== Records to use ==

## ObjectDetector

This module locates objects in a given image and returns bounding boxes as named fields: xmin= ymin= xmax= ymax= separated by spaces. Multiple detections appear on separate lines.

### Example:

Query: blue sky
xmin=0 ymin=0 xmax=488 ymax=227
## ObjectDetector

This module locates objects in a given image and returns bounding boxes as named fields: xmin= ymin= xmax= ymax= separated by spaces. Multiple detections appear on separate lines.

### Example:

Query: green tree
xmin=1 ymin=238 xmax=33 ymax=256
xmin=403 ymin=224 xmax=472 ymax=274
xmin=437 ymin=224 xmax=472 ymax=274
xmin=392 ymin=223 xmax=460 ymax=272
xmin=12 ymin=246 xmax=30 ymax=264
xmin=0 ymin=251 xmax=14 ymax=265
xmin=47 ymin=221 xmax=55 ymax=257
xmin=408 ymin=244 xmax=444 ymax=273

===

Aim of the exercise - Your answer should be the full set of records above, restated exactly.

Your response -
## ObjectDetector

This module locates objects in a given image and returns bounding boxes as named fields: xmin= ymin= xmax= ymax= separated by spaces. Multiple detections appear on separate lines.

### Example:

Query: blue sky
xmin=0 ymin=0 xmax=488 ymax=227
## ObjectDetector

This module locates objects in a given image and returns bounding boxes as named fields: xmin= ymin= xmax= ymax= separated by spaces. Multiple detections appear on separate lines.

### Example:

Query: green tree
xmin=1 ymin=238 xmax=33 ymax=256
xmin=403 ymin=224 xmax=472 ymax=274
xmin=437 ymin=224 xmax=472 ymax=274
xmin=392 ymin=223 xmax=460 ymax=272
xmin=12 ymin=246 xmax=30 ymax=264
xmin=0 ymin=251 xmax=14 ymax=265
xmin=47 ymin=221 xmax=55 ymax=257
xmin=408 ymin=244 xmax=444 ymax=273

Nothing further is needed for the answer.